Reproduce the listing verbatim.

◇ ◇ ◇ ◇ ◇

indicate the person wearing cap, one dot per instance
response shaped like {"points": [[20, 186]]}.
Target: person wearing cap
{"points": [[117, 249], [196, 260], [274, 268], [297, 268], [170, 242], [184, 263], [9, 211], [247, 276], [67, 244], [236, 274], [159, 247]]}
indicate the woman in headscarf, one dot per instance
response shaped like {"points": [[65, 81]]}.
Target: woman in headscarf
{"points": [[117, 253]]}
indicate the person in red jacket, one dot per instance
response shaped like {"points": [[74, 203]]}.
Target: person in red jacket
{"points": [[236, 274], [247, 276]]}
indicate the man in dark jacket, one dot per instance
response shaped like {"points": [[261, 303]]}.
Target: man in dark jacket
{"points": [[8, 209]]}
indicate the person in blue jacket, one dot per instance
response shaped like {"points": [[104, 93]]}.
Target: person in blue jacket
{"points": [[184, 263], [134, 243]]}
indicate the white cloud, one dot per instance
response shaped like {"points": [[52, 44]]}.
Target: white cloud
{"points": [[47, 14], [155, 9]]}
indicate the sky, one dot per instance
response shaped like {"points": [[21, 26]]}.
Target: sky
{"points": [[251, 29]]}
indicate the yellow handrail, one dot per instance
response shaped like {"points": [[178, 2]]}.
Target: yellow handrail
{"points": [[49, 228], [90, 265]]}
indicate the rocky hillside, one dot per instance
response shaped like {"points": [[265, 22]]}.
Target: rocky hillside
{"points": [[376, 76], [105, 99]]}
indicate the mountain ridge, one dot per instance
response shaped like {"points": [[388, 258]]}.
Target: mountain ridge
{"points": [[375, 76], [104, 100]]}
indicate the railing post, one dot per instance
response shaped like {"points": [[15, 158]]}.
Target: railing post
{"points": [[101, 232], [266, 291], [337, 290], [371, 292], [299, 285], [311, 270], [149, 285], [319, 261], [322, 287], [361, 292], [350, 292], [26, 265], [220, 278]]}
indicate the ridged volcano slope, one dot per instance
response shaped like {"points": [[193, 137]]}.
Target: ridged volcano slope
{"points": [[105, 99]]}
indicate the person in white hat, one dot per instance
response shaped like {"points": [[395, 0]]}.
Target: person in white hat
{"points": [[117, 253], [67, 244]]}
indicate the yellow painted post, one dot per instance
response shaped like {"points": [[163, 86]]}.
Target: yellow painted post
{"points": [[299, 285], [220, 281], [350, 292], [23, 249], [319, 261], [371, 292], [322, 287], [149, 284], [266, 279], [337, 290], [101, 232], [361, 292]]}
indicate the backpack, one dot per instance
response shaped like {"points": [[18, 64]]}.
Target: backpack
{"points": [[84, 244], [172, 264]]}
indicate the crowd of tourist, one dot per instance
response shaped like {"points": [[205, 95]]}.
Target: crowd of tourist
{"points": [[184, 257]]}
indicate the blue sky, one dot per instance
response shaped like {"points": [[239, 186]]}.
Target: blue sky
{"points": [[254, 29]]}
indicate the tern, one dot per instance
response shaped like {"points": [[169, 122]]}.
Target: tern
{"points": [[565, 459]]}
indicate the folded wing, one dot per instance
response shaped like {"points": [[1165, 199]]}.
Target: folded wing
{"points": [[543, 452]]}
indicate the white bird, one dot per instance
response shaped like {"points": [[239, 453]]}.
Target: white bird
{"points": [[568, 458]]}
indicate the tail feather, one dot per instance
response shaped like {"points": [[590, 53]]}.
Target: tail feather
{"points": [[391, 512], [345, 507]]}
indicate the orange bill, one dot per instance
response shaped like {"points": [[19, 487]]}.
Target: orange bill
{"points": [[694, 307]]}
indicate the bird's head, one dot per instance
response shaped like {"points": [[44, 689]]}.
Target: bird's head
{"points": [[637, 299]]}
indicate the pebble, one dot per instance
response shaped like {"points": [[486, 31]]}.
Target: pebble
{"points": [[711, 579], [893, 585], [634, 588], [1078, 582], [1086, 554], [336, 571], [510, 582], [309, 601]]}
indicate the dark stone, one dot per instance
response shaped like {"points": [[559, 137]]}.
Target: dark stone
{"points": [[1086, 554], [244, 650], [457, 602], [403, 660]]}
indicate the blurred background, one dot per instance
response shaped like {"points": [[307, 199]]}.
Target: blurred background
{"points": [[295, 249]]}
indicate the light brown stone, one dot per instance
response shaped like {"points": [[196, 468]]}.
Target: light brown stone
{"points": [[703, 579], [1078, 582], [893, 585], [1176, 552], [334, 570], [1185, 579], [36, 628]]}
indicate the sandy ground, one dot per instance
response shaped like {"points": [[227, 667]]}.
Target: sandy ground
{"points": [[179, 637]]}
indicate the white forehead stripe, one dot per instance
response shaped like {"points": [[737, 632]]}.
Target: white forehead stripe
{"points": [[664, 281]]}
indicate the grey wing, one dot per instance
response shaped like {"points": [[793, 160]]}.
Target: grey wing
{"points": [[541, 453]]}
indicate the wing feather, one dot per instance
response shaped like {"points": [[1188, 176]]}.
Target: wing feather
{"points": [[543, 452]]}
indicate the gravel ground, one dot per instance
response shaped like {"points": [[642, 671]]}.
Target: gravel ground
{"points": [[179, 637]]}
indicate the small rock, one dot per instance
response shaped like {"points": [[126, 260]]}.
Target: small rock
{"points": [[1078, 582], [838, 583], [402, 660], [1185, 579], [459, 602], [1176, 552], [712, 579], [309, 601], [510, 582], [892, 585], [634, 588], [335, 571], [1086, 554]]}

◇ ◇ ◇ ◇ ◇

* Reply to the task:
indicate the person wearing cap, one dot per instance
response shaped like {"points": [[20, 186]]}.
Target: person wearing cap
{"points": [[117, 249], [196, 260], [274, 268], [297, 268], [170, 242], [184, 263], [9, 211], [247, 276], [67, 244], [236, 274], [159, 247]]}
indicate the woman in headscarf, one dot per instance
response shaped like {"points": [[65, 81]]}.
Target: woman in headscarf
{"points": [[117, 253]]}
indicate the person in red jacket, one dot per instance
response shaped like {"points": [[74, 203]]}.
Target: person in red jacket
{"points": [[236, 274], [247, 276]]}
indicate the man in dark jacket, one dot per instance
response shaped like {"points": [[261, 303]]}.
Target: man in dark jacket
{"points": [[8, 209]]}
indicate the person in blue jacket, one dot per instance
response shaped like {"points": [[104, 93]]}.
Target: person in blue jacket
{"points": [[184, 263], [134, 243]]}
indicate the white cloud, one dot per instance
response shaped like {"points": [[52, 44]]}.
Target: white cloud
{"points": [[47, 14], [155, 9]]}
indicate the sky, one dot per instance
response shaped like {"points": [[21, 26]]}.
Target: sky
{"points": [[251, 29]]}
indicate the yellow handrail, one dot per instance
response shaped like {"points": [[178, 2]]}.
Target: yellow handrail
{"points": [[49, 228], [90, 265]]}
indicate the rocky hillside, one dot per instance
response shaped like {"points": [[265, 22]]}.
Target: rocky hillside
{"points": [[376, 76], [105, 99]]}
indicate the mountain ridge, one dot per instance
response shaped like {"points": [[388, 258]]}.
Target: mountain ridge
{"points": [[375, 76], [104, 100]]}
indicate the railing post, one dot per instance
response shaped like {"points": [[15, 158]]}.
Target: railing post
{"points": [[101, 232], [266, 291], [337, 290], [371, 292], [299, 285], [311, 270], [149, 285], [319, 261], [322, 287], [361, 292], [350, 292], [26, 265], [220, 278]]}
indicate the ridged volcano slope, one dot per instance
response shaped like {"points": [[193, 137]]}.
Target: ridged volcano slope
{"points": [[105, 99]]}
indicate the person in white hat, one dot per instance
response shaped like {"points": [[395, 0]]}.
Target: person in white hat
{"points": [[117, 253], [67, 244]]}
indicate the yellow painted post, one dot per instance
response shaped like {"points": [[163, 86]]}.
Target: yellow painted post
{"points": [[299, 285], [220, 281], [350, 292], [23, 249], [319, 261], [371, 292], [322, 287], [149, 284], [266, 279], [337, 290], [101, 232], [361, 292]]}
indicate the backpack, one dot per instance
response shaped like {"points": [[18, 64]]}.
Target: backpack
{"points": [[84, 244], [172, 264]]}
indicate the crowd of tourist, one dot per instance
response shaped like {"points": [[205, 95]]}.
Target: crowd of tourist
{"points": [[184, 257]]}
indicate the blue sky, one dot per instance
response shaped like {"points": [[239, 186]]}.
Target: blue sky
{"points": [[254, 29]]}
indicate the tern, one dot per instance
response shaped like {"points": [[169, 122]]}.
Target: tern
{"points": [[565, 459]]}
indicate the folded wing, one dot per instance
response shaped like {"points": [[1165, 199]]}.
Target: folded wing
{"points": [[543, 452]]}
indicate the white bird, one dot per instance
response shaped like {"points": [[239, 453]]}.
Target: white bird
{"points": [[568, 458]]}
indicate the tail feather, one dot per instance
response shaped like {"points": [[590, 53]]}.
Target: tail feather
{"points": [[391, 512], [345, 507]]}
indicate the orange bill, one dot per instance
response shaped like {"points": [[19, 487]]}.
Target: orange bill
{"points": [[694, 307]]}
indicate the bird's head, one dot per instance
response shaped like {"points": [[44, 689]]}.
Target: bird's head
{"points": [[637, 299]]}
indicate the pebble, one dot per instance
response shaped like {"points": [[486, 31]]}.
Target: pebble
{"points": [[711, 579], [893, 585], [634, 588], [1078, 582], [1086, 554], [336, 571], [510, 582], [309, 601]]}
indicate the dark stone, one dot per instance
response shaped like {"points": [[559, 137]]}.
Target: dark stone
{"points": [[1086, 554], [244, 650], [457, 602], [403, 660]]}
indicate the blurred background, one dot per instance
response shaped like {"points": [[307, 199]]}.
Target: blurred background
{"points": [[295, 249]]}
indicate the light brown stone, one dot per instance
response shaped like {"points": [[196, 468]]}.
Target: light brown stone
{"points": [[703, 579], [1078, 582], [893, 585], [1176, 552], [334, 570], [1185, 579], [36, 628]]}
indicate the sandy ground, one dot per instance
response shaped like {"points": [[227, 667]]}.
Target: sandy ground
{"points": [[179, 637]]}
indicate the white forehead stripe, one dot per instance
response shaped like {"points": [[737, 632]]}.
Target: white forehead stripe
{"points": [[664, 281]]}
indicate the grey wing, one dot per instance
response shaped like {"points": [[793, 160]]}.
Target: grey wing
{"points": [[541, 453]]}
indicate the wing feather, one dot per instance
response shaped like {"points": [[1188, 176]]}.
Target: wing feather
{"points": [[543, 452]]}
indicate the gravel ground, one dot per instance
response shaped like {"points": [[642, 671]]}.
Target: gravel ground
{"points": [[179, 637]]}
indicate the small rock, one dot per instance
response shaped like {"points": [[126, 260]]}.
Target: small rock
{"points": [[1078, 582], [838, 583], [402, 660], [1185, 579], [459, 602], [1176, 552], [712, 579], [309, 601], [510, 582], [892, 585], [634, 588], [335, 571], [1086, 554]]}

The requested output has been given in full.